--- START ---

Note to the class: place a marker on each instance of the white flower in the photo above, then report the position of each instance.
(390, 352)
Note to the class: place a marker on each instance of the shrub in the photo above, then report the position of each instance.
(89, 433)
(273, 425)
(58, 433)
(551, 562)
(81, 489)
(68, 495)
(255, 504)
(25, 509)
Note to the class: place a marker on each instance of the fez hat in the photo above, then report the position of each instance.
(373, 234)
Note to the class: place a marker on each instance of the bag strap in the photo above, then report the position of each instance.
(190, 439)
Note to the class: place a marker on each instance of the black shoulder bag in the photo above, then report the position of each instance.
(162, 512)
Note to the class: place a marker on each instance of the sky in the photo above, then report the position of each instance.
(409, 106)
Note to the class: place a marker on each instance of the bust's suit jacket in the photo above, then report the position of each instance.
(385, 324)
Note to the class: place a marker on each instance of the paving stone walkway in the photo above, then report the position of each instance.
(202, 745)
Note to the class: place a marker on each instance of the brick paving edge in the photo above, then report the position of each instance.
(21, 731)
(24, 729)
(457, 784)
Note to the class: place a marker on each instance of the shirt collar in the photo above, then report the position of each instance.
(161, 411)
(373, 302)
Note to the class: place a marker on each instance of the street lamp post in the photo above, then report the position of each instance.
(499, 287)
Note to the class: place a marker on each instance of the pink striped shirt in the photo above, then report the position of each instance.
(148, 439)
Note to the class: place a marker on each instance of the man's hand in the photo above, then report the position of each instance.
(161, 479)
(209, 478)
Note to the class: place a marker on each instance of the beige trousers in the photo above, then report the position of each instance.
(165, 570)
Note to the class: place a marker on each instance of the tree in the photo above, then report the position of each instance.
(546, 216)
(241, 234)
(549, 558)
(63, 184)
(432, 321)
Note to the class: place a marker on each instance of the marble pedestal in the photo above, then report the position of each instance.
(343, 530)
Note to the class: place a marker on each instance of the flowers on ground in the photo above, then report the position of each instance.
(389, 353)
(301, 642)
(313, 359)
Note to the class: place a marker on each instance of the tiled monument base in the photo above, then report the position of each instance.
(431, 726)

--- END ---

▸ What you will do
In the material above, find the line with "of the beige"; then copy it and every line after it, exactly, through the end.

▸ Response to the task
Note to the class: place a marker on each instance of the beige trousers in the photo above, then report the position of each instance.
(165, 570)
Note to the class: place a marker on each instance of the tree in the photo above, then report the position of each instance.
(546, 216)
(241, 234)
(549, 558)
(63, 184)
(432, 321)
Note to the class: place a marker on each instance of the marble pedestal in the photo above, then report the position of each instance.
(343, 530)
Note to the class: place a marker on each instance of the flowers on ground in the photo above, then report the position of each instance.
(389, 353)
(301, 642)
(313, 359)
Note to the class: place a marker on each instance of the tiled monument base in the photo above, then report the position of each instance.
(431, 726)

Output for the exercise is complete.